Problem to work on — Exact copies of all the records are to be printed.

Stored dataset items:
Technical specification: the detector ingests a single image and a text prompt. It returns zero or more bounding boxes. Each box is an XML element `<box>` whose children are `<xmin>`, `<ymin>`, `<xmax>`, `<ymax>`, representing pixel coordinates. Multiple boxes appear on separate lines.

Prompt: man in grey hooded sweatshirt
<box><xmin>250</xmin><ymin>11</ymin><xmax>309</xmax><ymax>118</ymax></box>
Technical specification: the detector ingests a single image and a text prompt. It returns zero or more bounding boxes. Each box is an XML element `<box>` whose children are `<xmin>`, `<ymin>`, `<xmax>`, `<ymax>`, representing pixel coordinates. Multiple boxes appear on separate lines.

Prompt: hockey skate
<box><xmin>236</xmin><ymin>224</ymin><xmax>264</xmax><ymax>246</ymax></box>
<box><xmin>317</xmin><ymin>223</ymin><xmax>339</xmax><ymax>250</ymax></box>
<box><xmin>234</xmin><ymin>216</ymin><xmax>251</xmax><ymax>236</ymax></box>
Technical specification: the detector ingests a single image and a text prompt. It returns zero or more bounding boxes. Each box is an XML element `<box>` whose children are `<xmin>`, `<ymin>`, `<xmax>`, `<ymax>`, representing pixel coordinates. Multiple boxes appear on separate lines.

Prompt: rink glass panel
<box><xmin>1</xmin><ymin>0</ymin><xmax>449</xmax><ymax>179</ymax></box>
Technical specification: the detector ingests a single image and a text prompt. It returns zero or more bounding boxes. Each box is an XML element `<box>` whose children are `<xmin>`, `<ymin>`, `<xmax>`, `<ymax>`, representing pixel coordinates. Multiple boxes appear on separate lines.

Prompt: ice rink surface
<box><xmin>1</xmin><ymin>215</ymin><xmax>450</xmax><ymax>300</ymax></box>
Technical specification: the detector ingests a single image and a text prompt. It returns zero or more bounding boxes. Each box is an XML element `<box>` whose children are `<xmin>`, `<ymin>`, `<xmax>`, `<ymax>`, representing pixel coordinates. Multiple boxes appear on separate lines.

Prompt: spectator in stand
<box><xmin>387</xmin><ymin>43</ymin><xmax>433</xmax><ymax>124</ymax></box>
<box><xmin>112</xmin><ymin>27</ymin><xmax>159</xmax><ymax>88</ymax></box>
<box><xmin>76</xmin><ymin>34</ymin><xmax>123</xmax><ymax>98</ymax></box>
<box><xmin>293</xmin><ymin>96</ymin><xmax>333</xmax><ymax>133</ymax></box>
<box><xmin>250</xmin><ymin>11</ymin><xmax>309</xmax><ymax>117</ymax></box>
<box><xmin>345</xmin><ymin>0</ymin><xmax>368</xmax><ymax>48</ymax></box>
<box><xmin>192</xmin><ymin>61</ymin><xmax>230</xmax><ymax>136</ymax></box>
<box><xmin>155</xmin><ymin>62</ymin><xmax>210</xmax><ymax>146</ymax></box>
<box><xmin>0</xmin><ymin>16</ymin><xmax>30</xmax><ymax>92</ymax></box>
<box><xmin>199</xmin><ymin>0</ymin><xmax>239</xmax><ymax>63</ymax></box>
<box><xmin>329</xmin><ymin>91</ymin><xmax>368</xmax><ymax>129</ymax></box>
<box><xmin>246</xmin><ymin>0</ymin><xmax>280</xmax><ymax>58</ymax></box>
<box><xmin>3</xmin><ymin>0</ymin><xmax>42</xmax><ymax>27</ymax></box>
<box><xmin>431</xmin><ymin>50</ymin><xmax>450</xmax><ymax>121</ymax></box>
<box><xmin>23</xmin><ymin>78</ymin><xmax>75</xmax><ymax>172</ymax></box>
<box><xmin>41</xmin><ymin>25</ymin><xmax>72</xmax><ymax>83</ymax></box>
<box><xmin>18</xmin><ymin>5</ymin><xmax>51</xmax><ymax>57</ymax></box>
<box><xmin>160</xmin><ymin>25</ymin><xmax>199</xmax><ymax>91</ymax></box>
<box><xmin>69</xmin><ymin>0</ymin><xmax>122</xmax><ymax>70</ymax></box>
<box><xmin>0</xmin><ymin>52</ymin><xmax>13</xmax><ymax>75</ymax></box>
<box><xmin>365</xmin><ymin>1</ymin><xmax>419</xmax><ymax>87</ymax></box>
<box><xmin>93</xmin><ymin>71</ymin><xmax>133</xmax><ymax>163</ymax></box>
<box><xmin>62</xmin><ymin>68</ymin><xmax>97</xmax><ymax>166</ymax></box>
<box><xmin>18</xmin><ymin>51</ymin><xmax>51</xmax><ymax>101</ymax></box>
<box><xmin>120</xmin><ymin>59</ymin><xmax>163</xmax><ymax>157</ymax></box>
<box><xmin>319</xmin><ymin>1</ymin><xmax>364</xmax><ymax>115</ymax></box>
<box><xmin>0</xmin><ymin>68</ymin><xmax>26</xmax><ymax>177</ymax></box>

Your response —
Technical specification: the detector ingests a single image and a text prompt. It returns zero or more bounding boxes. Each box is an XML element `<box>` whose children are `<xmin>`, `<ymin>`, `<xmax>`, `<ymax>`, representing pixel coordinates. Multiple boxes appear on separate lines.

Prompt: man in grey hooded sweatshirt
<box><xmin>250</xmin><ymin>11</ymin><xmax>309</xmax><ymax>118</ymax></box>
Technical specification: the detector ingests a single image and a text prompt. It returns zero or more bounding boxes. Each box is an XML element `<box>` whose children are `<xmin>`, `<ymin>`, `<xmax>`, `<ymax>`, representing pixel coordinates. Multiple boxes appear on separate lines.

Prompt: hockey skate
<box><xmin>236</xmin><ymin>224</ymin><xmax>264</xmax><ymax>246</ymax></box>
<box><xmin>317</xmin><ymin>223</ymin><xmax>339</xmax><ymax>250</ymax></box>
<box><xmin>234</xmin><ymin>216</ymin><xmax>251</xmax><ymax>236</ymax></box>
Technical specification: the detector ingests a single image and a text prompt. It returns zero or more bounding boxes. Each box is an XML element `<box>` whose children are `<xmin>`, `<ymin>`, `<xmax>`, `<ymax>`, representing pixel coordinates. Multiple boxes appear on separate lines.

Prompt: rink glass panel
<box><xmin>1</xmin><ymin>0</ymin><xmax>449</xmax><ymax>179</ymax></box>
Technical specification: the detector ingests a single image and a text prompt. It returns zero or more bounding boxes. Each box is an XML element `<box>` whose children are `<xmin>`, `<ymin>`, `<xmax>`, `<ymax>`, representing pixel coordinates. Multiple boxes appear on separate lines.

Prompt: ice rink surface
<box><xmin>1</xmin><ymin>215</ymin><xmax>450</xmax><ymax>300</ymax></box>
Technical specification: the detector ingests a single image and a text prompt. It returns zero or more bounding boxes. Each box is an XML element `<box>` whose children are `<xmin>`, `<ymin>`, `<xmax>`, `<ymax>`, representing pixel coordinates. Multiple boxes appear on separate lines.

Prompt: spectator in stand
<box><xmin>387</xmin><ymin>43</ymin><xmax>433</xmax><ymax>124</ymax></box>
<box><xmin>112</xmin><ymin>27</ymin><xmax>159</xmax><ymax>88</ymax></box>
<box><xmin>76</xmin><ymin>34</ymin><xmax>123</xmax><ymax>98</ymax></box>
<box><xmin>293</xmin><ymin>96</ymin><xmax>333</xmax><ymax>133</ymax></box>
<box><xmin>250</xmin><ymin>11</ymin><xmax>309</xmax><ymax>117</ymax></box>
<box><xmin>345</xmin><ymin>0</ymin><xmax>368</xmax><ymax>48</ymax></box>
<box><xmin>192</xmin><ymin>61</ymin><xmax>230</xmax><ymax>136</ymax></box>
<box><xmin>155</xmin><ymin>62</ymin><xmax>210</xmax><ymax>146</ymax></box>
<box><xmin>0</xmin><ymin>16</ymin><xmax>30</xmax><ymax>92</ymax></box>
<box><xmin>199</xmin><ymin>0</ymin><xmax>239</xmax><ymax>63</ymax></box>
<box><xmin>329</xmin><ymin>91</ymin><xmax>368</xmax><ymax>129</ymax></box>
<box><xmin>246</xmin><ymin>0</ymin><xmax>280</xmax><ymax>58</ymax></box>
<box><xmin>3</xmin><ymin>0</ymin><xmax>42</xmax><ymax>27</ymax></box>
<box><xmin>431</xmin><ymin>50</ymin><xmax>450</xmax><ymax>121</ymax></box>
<box><xmin>23</xmin><ymin>78</ymin><xmax>75</xmax><ymax>172</ymax></box>
<box><xmin>41</xmin><ymin>25</ymin><xmax>72</xmax><ymax>83</ymax></box>
<box><xmin>18</xmin><ymin>5</ymin><xmax>51</xmax><ymax>57</ymax></box>
<box><xmin>160</xmin><ymin>25</ymin><xmax>199</xmax><ymax>91</ymax></box>
<box><xmin>69</xmin><ymin>0</ymin><xmax>122</xmax><ymax>70</ymax></box>
<box><xmin>0</xmin><ymin>52</ymin><xmax>13</xmax><ymax>75</ymax></box>
<box><xmin>365</xmin><ymin>1</ymin><xmax>419</xmax><ymax>87</ymax></box>
<box><xmin>93</xmin><ymin>71</ymin><xmax>133</xmax><ymax>163</ymax></box>
<box><xmin>62</xmin><ymin>68</ymin><xmax>97</xmax><ymax>166</ymax></box>
<box><xmin>18</xmin><ymin>51</ymin><xmax>51</xmax><ymax>101</ymax></box>
<box><xmin>120</xmin><ymin>59</ymin><xmax>163</xmax><ymax>157</ymax></box>
<box><xmin>319</xmin><ymin>1</ymin><xmax>364</xmax><ymax>115</ymax></box>
<box><xmin>0</xmin><ymin>68</ymin><xmax>26</xmax><ymax>177</ymax></box>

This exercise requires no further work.